WHAT THE TASK REQUIRES —
Every record gets copied exactly, and no picture goes with it.

---------------

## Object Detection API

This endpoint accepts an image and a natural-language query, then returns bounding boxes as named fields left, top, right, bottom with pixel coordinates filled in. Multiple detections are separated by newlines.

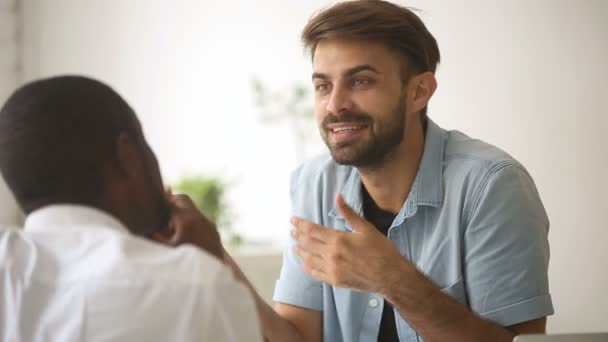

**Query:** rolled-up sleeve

left=464, top=163, right=554, bottom=326
left=272, top=170, right=323, bottom=311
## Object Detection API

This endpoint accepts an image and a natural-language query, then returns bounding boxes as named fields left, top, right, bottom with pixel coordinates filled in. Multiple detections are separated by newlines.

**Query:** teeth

left=333, top=126, right=360, bottom=133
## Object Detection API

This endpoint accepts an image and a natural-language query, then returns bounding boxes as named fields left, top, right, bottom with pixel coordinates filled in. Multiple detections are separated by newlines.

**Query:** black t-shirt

left=362, top=187, right=400, bottom=342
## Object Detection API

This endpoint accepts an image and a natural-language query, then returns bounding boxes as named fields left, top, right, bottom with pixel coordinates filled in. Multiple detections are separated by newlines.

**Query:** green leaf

left=172, top=175, right=229, bottom=229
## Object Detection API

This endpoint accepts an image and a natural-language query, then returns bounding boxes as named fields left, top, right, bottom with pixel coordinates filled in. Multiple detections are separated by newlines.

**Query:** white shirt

left=0, top=205, right=262, bottom=342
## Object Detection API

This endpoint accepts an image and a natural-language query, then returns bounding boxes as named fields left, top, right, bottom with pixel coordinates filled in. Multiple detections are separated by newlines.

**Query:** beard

left=320, top=95, right=406, bottom=169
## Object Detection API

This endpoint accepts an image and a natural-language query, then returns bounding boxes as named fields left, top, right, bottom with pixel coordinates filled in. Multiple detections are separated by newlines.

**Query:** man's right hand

left=153, top=192, right=224, bottom=260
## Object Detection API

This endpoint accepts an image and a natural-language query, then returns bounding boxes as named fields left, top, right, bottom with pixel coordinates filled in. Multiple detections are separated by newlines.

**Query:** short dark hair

left=302, top=0, right=440, bottom=118
left=0, top=75, right=140, bottom=213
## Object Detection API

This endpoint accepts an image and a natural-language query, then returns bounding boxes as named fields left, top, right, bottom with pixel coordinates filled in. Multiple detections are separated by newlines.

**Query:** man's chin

left=329, top=150, right=365, bottom=166
left=326, top=141, right=374, bottom=165
left=329, top=146, right=390, bottom=169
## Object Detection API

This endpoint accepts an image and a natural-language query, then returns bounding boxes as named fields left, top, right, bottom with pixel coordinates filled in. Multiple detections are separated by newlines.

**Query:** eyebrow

left=312, top=64, right=381, bottom=81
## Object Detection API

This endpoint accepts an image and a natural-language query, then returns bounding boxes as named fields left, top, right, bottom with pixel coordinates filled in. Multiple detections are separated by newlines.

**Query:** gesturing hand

left=291, top=194, right=406, bottom=294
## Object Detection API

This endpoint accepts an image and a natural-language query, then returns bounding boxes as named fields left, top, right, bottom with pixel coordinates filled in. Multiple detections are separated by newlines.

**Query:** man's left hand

left=291, top=194, right=408, bottom=293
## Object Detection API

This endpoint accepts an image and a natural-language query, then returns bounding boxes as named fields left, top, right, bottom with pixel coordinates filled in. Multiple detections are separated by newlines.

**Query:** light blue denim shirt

left=273, top=119, right=554, bottom=342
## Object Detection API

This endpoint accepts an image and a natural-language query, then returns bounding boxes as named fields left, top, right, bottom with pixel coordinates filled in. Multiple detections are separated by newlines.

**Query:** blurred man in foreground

left=0, top=76, right=261, bottom=342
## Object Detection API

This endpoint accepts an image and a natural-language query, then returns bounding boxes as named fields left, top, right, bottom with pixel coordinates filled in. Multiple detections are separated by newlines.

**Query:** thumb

left=151, top=227, right=175, bottom=245
left=336, top=194, right=374, bottom=233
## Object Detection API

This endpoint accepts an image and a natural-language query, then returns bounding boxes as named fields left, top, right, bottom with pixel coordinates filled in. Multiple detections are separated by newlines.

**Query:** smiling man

left=271, top=1, right=554, bottom=341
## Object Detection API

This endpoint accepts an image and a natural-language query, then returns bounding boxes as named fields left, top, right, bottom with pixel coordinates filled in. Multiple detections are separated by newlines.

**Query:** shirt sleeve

left=272, top=169, right=323, bottom=311
left=464, top=163, right=554, bottom=326
left=206, top=267, right=263, bottom=342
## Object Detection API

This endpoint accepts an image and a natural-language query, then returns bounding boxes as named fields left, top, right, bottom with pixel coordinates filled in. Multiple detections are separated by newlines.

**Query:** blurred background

left=0, top=0, right=606, bottom=334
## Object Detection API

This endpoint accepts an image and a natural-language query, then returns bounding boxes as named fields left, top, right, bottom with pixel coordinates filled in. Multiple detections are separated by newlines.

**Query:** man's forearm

left=382, top=258, right=515, bottom=342
left=222, top=251, right=308, bottom=342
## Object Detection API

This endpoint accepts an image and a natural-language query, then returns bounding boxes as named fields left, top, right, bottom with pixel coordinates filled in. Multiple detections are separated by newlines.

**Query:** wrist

left=377, top=257, right=410, bottom=297
left=379, top=258, right=436, bottom=311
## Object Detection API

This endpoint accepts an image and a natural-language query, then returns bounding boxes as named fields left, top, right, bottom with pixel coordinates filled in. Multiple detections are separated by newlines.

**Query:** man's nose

left=325, top=87, right=353, bottom=116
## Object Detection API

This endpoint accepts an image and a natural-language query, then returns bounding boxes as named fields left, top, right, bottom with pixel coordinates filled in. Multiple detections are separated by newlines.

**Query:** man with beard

left=268, top=1, right=554, bottom=341
left=0, top=76, right=262, bottom=341
left=192, top=1, right=553, bottom=341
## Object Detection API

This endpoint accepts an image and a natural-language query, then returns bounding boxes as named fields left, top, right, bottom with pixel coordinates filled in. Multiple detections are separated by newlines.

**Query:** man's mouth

left=325, top=123, right=369, bottom=145
left=331, top=125, right=366, bottom=133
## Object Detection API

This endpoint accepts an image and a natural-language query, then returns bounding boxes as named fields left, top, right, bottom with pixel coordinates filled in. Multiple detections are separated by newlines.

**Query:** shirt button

left=369, top=298, right=379, bottom=308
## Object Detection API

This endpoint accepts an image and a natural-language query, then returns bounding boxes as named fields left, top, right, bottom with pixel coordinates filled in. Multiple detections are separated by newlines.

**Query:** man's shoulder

left=3, top=227, right=231, bottom=299
left=442, top=129, right=528, bottom=177
left=439, top=129, right=540, bottom=220
left=104, top=233, right=228, bottom=287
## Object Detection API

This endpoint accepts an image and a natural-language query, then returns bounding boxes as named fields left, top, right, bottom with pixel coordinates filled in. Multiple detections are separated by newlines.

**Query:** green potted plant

left=172, top=175, right=242, bottom=248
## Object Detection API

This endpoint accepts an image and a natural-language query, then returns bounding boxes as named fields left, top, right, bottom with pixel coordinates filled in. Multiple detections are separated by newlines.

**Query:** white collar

left=24, top=204, right=129, bottom=235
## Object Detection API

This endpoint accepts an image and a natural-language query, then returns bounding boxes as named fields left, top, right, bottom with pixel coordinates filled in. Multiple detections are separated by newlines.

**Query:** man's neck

left=358, top=120, right=425, bottom=214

---------------

ANSWER SPACE —
## Object Detection API

This endpoint accepts an image and a natural-language query, then returns bounding boxes as named fields left, top, right, bottom with pixel coordinates filled in. Multiple detections are separated by newlines.


**Query:** rolled-up sleeve

left=464, top=163, right=554, bottom=326
left=272, top=170, right=323, bottom=311
## Object Detection API

This endpoint accepts an image and a natural-language query, then returns bounding boxes as named fields left, top, right, bottom with pixel coordinates filled in. Multiple detections are separated by newlines.

**Query:** teeth

left=333, top=126, right=360, bottom=133
## Object Detection API

This endpoint accepts an image and a natural-language query, then returns bounding boxes as named fields left, top, right, bottom with pixel coordinates filled in. Multiple detections are separated by newlines.

**Query:** black t-shirt

left=362, top=187, right=400, bottom=342
## Object Detection API

This endpoint accepts an image and a natural-language query, then returns bounding boxes as named fields left, top, right, bottom with pixel coordinates filled in. Multiple detections are separated by newlines.

**Query:** green leaf

left=172, top=175, right=229, bottom=229
## Object Detection API

This endpoint accepts an image and a natural-language query, then returns bounding boxes as named fields left, top, right, bottom with pixel coordinates filled in. Multiple detections are separated by newlines.

**Query:** white shirt

left=0, top=205, right=262, bottom=342
## Object Detection API

This endpoint accepts an image and a natural-language query, then returns bounding boxes as named fields left, top, right, bottom with pixel coordinates filled in. Multiple detections are separated by newlines.

**Query:** beard

left=320, top=95, right=406, bottom=169
## Object Detection API

This endpoint accepts an image and a natural-language query, then returns bounding boxes as named fields left, top, right, bottom with pixel coordinates filled in. Multiple detections are separated by newlines.

**Query:** man's right hand

left=153, top=192, right=224, bottom=260
## Object Detection API

This endpoint accepts an image and a natural-language query, then returns bounding boxes as named fields left, top, right, bottom with pixel coordinates filled in. Multiple detections are separated by newlines.

**Query:** short dark hair

left=302, top=0, right=440, bottom=118
left=0, top=75, right=140, bottom=213
## Object Detection API

This endpoint accepts an image and a natural-language query, then returns bounding boxes as named fields left, top, right, bottom with pixel coordinates filled in. Multiple detections are separated by newlines.

**Query:** man's chin

left=329, top=150, right=365, bottom=166
left=326, top=141, right=374, bottom=165
left=329, top=146, right=390, bottom=169
## Object Detection API

This endpoint accepts an image and a natural-language query, then returns bounding boxes as named fields left, top, right, bottom with pixel coordinates filled in. Multiple detections are separated by newlines.

**Query:** eyebrow

left=312, top=64, right=381, bottom=81
## Object Detection API

This endpoint accepts an image and a natural-language query, then returns bounding boxes as named fields left, top, right, bottom with pixel coordinates filled in. Multiple detections are separated by newlines.

**Query:** gesturing hand

left=291, top=194, right=406, bottom=294
## Object Detection API

This endpoint accepts an image and a natural-language query, then returns bounding boxes as named fields left, top, right, bottom with pixel coordinates filled in. Multiple detections are separated by newlines.

**Query:** man's left hand

left=291, top=194, right=408, bottom=293
## Object Detection API

This endpoint accepts an image and a natural-language query, then returns bounding boxes as named fields left, top, right, bottom with pixel coordinates filled in. Multiple detections are separated by newlines.

**Query:** light blue denim shirt

left=273, top=119, right=554, bottom=342
## Object Detection API

This endpoint accepts an image and a natural-language query, then returns bounding boxes as named fields left, top, right, bottom with pixel coordinates filled in. Multiple detections are separated by newlines.

**Query:** blurred man in foreground

left=0, top=76, right=261, bottom=342
## Object Detection API

This endpoint accepts an image and a natural-language query, then returns bounding boxes as named fields left, top, right, bottom with pixel coordinates filled in. Multiple detections are separated by newlines.

**Query:** thumb

left=151, top=227, right=175, bottom=245
left=336, top=194, right=374, bottom=233
## Object Detection API

This endpoint accepts an image and a natural-language query, then returns bounding boxes as named fields left, top, right, bottom with pixel coordinates filled in. Multiple detections are separated by newlines.

**Query:** smiling man

left=271, top=1, right=554, bottom=341
## Object Detection API

This endpoint accepts an image and a natural-language query, then returns bounding boxes as named fields left, top, right, bottom with pixel coordinates filled in. Multiple detections are separated by newlines.

**Query:** shirt sleeve

left=272, top=169, right=323, bottom=311
left=464, top=163, right=554, bottom=326
left=206, top=267, right=263, bottom=342
## Object Detection API

This endpoint accepts an image and a natural-language query, then returns bounding boxes as named fields left, top, right, bottom with pixel coordinates filled in. Multiple detections are separated by newlines.

**Query:** blurred background

left=0, top=0, right=606, bottom=334
## Object Detection API

This endpoint accepts an image and a natural-language query, then returns bounding boxes as named fields left, top, right, bottom with pixel coordinates filled in. Multiple detections are separated by newlines.

**Query:** man's forearm

left=382, top=258, right=515, bottom=342
left=222, top=251, right=308, bottom=342
## Object Detection API

This endpoint accepts an image and a natural-language query, then returns bounding boxes as named fields left, top, right, bottom with pixel coordinates filled in. Multiple detections are separated by newlines.

**Query:** wrist

left=377, top=257, right=410, bottom=297
left=379, top=258, right=436, bottom=311
## Object Detection API

This endpoint accepts an image and a natural-language query, then returns bounding boxes as named fields left, top, right, bottom with pixel coordinates filled in. Multiple detections are separated by newlines.

**Query:** man's nose

left=325, top=87, right=353, bottom=116
## Object Detection API

This endpoint accepts an image and a natural-language query, then returns bounding boxes as named fields left, top, right, bottom with pixel coordinates filled in. Multiple detections are separated by newlines.

**Query:** man with beard

left=268, top=1, right=554, bottom=341
left=0, top=76, right=262, bottom=341
left=192, top=1, right=553, bottom=341
## Object Detection API

This endpoint accepts an image and a natural-language query, then returns bounding boxes as named fields left, top, right, bottom with pixel coordinates filled in. Multiple detections are separated by newlines.

**Query:** man's mouth

left=325, top=123, right=369, bottom=145
left=331, top=125, right=366, bottom=133
## Object Detection API

This endpoint accepts an image and a natural-language query, then returns bounding boxes as named fields left, top, right, bottom with pixel coordinates filled in. Multiple detections are separated by newlines.

**Query:** shirt button

left=369, top=298, right=379, bottom=308
## Object Detection API

This endpoint accepts an image and a natural-language query, then returns bounding boxes as named fields left, top, right, bottom with pixel coordinates filled in. Multiple detections are separated by newlines.

**Query:** man's shoulder

left=3, top=227, right=231, bottom=299
left=442, top=129, right=528, bottom=177
left=439, top=129, right=540, bottom=220
left=104, top=233, right=228, bottom=287
## Object Detection API

This endpoint accepts an image and a natural-language query, then returns bounding boxes as named fields left, top, right, bottom with pixel coordinates filled in. Multiple detections are separated by newlines.

**Query:** green potted plant

left=172, top=175, right=242, bottom=248
## Object Detection API

This endpoint accepts an image and a natural-language query, then returns bounding boxes as named fields left, top, right, bottom with pixel coordinates filled in. Multiple detections are separated by newlines.

**Query:** white collar

left=24, top=204, right=129, bottom=235
## Object Detection API

This endpoint accepts an image and a natural-language query, then returns bounding boxes as named fields left, top, right, bottom with pixel coordinates filled in. Multiple detections are separated by newlines.

**Query:** man's neck

left=358, top=120, right=425, bottom=214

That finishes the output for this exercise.